**TASK MATERIAL:**
======
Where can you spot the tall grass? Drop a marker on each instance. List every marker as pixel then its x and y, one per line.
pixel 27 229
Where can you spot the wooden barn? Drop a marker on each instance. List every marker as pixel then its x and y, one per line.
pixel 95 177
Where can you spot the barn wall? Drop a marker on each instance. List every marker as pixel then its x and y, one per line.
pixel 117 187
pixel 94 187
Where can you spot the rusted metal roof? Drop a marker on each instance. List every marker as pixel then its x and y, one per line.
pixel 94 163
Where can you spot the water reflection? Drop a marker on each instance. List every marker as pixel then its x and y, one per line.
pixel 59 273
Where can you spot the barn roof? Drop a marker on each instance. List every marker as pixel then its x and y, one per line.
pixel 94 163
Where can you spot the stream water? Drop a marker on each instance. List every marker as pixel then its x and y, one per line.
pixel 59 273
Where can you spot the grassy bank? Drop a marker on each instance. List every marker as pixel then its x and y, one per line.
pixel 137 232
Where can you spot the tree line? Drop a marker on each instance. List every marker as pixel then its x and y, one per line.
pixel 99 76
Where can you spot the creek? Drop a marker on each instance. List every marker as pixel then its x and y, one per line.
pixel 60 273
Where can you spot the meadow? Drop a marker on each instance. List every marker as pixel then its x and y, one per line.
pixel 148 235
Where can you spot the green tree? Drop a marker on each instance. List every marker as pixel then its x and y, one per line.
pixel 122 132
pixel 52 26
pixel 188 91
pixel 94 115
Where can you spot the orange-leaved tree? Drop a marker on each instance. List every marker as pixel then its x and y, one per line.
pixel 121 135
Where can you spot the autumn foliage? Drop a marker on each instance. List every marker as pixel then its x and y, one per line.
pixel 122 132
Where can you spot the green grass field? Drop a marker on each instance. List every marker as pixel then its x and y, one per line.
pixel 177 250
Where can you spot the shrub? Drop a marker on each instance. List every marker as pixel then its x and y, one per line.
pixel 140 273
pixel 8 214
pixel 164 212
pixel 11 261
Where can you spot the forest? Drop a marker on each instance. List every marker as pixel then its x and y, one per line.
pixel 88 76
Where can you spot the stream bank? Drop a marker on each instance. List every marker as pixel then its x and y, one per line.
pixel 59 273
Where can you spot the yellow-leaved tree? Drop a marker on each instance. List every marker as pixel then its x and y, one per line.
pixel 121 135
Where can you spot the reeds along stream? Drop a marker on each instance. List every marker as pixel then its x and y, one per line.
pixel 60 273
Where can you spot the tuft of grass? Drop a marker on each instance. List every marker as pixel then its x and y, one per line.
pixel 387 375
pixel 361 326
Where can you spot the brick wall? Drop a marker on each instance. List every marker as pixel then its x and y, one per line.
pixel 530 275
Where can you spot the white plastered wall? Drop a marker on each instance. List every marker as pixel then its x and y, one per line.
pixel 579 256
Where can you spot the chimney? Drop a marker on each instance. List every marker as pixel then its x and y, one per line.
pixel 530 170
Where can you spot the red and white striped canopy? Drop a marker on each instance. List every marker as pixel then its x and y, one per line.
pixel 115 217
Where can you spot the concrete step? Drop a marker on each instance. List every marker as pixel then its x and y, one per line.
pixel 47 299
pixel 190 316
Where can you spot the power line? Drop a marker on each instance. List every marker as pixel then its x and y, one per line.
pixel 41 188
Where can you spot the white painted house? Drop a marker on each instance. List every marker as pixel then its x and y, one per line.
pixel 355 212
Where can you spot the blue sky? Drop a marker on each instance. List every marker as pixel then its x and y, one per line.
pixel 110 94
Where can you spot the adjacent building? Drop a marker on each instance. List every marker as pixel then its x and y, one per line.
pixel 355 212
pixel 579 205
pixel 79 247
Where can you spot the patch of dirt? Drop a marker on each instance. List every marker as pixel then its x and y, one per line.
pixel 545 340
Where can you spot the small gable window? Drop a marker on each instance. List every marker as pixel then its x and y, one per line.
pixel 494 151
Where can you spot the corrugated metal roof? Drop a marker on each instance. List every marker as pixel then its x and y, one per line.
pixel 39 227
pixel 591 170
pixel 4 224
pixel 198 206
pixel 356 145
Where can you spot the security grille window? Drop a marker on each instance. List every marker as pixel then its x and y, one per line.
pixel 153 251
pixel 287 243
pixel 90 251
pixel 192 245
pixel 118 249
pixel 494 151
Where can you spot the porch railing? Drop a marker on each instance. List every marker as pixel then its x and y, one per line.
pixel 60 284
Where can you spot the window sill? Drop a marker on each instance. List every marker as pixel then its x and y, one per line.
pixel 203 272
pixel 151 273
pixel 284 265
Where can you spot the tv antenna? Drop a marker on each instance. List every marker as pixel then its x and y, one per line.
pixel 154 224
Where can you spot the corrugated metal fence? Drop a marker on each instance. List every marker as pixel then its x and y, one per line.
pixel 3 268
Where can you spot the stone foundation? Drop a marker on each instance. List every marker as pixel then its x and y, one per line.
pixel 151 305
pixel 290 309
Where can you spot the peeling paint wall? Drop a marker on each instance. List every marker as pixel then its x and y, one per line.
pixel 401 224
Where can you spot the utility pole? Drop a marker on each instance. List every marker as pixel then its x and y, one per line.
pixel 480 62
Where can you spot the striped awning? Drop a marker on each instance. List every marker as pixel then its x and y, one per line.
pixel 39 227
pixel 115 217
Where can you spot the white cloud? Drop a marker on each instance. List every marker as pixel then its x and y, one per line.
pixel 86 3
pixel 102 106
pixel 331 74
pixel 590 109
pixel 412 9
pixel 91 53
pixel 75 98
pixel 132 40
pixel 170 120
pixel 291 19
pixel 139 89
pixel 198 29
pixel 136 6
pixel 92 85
======
**WHAT YOU ARE ASKED TO DO:**
Could you restate every record above word for word?

**OUTPUT OF THE EXERCISE:**
Where can you spot the tall grass? Drop a marker on each instance. List every marker as pixel then its x and y, one per line.
pixel 27 229
Where can you spot the wooden barn? Drop a marker on each instance. List every marker as pixel then its x and y, one per line.
pixel 95 177
Where can you spot the barn wall? Drop a marker on each instance. List every marker as pixel then its x and y, one per line.
pixel 117 187
pixel 94 187
Where can you spot the rusted metal roof? Drop a marker on each instance. List every marker as pixel then its x and y, one per line.
pixel 94 163
Where can you spot the water reflection? Drop a marker on each instance. List every marker as pixel then its x and y, one per line.
pixel 59 273
Where can you spot the barn roof? Drop a marker on each instance. List every marker as pixel then its x and y, one per line.
pixel 94 163
Where can you spot the stream water? Drop a marker on each instance. List every marker as pixel then its x and y, one per line.
pixel 59 273
Where can you spot the grassy bank? Drop a marker on each instance. List every marker as pixel then its x and y, one per line.
pixel 137 232
Where can you spot the tree line? Drop a marker on each instance. List every marker as pixel then its x and y, one per line.
pixel 99 76
Where can you spot the creek? Drop a marker on each instance. List every marker as pixel then its x and y, one per line.
pixel 60 273
Where can you spot the meadow? Drop a marker on each instance. List every marker as pixel then its x and y, one per line.
pixel 148 235
Where can you spot the green tree? Drop a marker on each instance. List every marker as pixel then its x and y, one per line.
pixel 122 132
pixel 52 26
pixel 188 91
pixel 94 115
Where can you spot the orange-leaved tree? Drop a marker on each instance. List every marker as pixel then its x and y, one per line.
pixel 121 135
Where can you spot the autumn foliage? Drop a marker on each instance. List every marker as pixel then its x and y, one per line.
pixel 122 132
Where can you spot the green grass field? Drop a marker on each instance. List every marker as pixel then its x and y, one per line.
pixel 177 250
Where can you spot the shrub? Drop a marker on each instance. List every marker as pixel then its x and y, one per line.
pixel 140 273
pixel 8 214
pixel 164 212
pixel 11 261
Where can you spot the forest? Drop a marker on each instance. List every marker as pixel then its x and y, one per line.
pixel 88 76
Where can you spot the stream bank? Drop a marker on each instance. List every marker as pixel then its x and y, one per line.
pixel 59 273
Where can you spot the yellow-leaved tree? Drop a marker on each instance. List every marker as pixel then its x and y, one per line.
pixel 121 135
Where can you spot the reeds along stream? Drop a marker on each instance. List every marker as pixel then its x and y, one per line.
pixel 60 273
Where can you spot the tuft of grass? Drop a marker on each instance. List every marker as pixel then its x and y, one per line.
pixel 387 375
pixel 361 326
Where can you spot the brick wall? Drop a marker on each instance. List every marker as pixel then its x and y, one per line.
pixel 530 275
Where can you spot the white plastered wall? Drop a marker on each instance. List every marker as pixel then its x and y, one per line.
pixel 579 256
Where can you spot the chimney? Drop a marker on each instance. List every marker as pixel then its x and y, one per line.
pixel 530 170
Where can you spot the red and white striped canopy? Drop a marker on each instance. List every marker as pixel then its x and y, one per line.
pixel 115 217
Where can you spot the concrete step? Drop a marker on each instance. List every marker as pixel then its x and y, one per line.
pixel 47 299
pixel 190 316
Where can you spot the power line? Drop a marker on each instance. List every marker as pixel then its x and y, one per line.
pixel 41 188
Where can you spot the white painted house? Drop a marker on each instance. List every marker as pixel then its x and y, one per line.
pixel 355 212
Where can you spot the blue sky? Drop a marker on each instance. List every marker as pixel then its x and y, one per line.
pixel 110 94
Where can you spot the adjacent building? Drop a marker on each instance. List every marker as pixel then its x and y, one per line.
pixel 355 212
pixel 579 205
pixel 79 247
Where can you spot the patch of dirt? Drop a marker on each instance. List every marker as pixel then its x and y, one per line.
pixel 545 340
Where can you spot the small gable window? Drop a marker on each instance. List every marker as pixel then its x and y, one per line.
pixel 494 151
Where can you spot the corrugated metal roof? Drop a marker on each instance. List every marker as pixel then its x and y, one per line.
pixel 39 227
pixel 591 170
pixel 4 224
pixel 198 206
pixel 356 145
Where can you spot the security grille window? Drop a marker on each instance. List every marker as pixel then its x and y, one per line.
pixel 153 251
pixel 287 243
pixel 90 251
pixel 192 245
pixel 118 249
pixel 494 151
Where can you spot the porch railing? Drop a marker on each instance. List every marker as pixel then its x and y, one per line.
pixel 60 284
Where can you spot the window sill? Drop a marker on each instance. List every marker as pixel then its x and y, one per line.
pixel 203 272
pixel 151 273
pixel 284 265
Where can you spot the tv antenna? Drop a marker on each instance. List every marker as pixel then its x and y, one per line.
pixel 154 224
Where can you spot the corrugated metal fence? Drop a marker on each instance. List every marker as pixel then its x and y, one per line.
pixel 3 268
Where can you spot the stone foundation? Drop a marker on each instance. List every marker as pixel then its x and y, one per line.
pixel 151 305
pixel 290 309
Where can you spot the peeling paint wall? Drop a marker on each instance. List every marker as pixel then its x and y, one per line.
pixel 401 224
Where can you spot the utility pole? Drop a marker on each instance. List every marker as pixel then its x and y, one per line.
pixel 480 62
Where can you spot the striped awning? Drop a marker on each instance. List every marker as pixel then its x and y, one per line.
pixel 39 227
pixel 115 217
Where can you spot the white cloud? Drop a marker on each instance. List every marker as pixel then its x and y, one per line.
pixel 86 3
pixel 102 106
pixel 331 74
pixel 590 109
pixel 412 9
pixel 91 53
pixel 75 98
pixel 132 40
pixel 170 120
pixel 291 19
pixel 139 89
pixel 198 29
pixel 136 6
pixel 92 85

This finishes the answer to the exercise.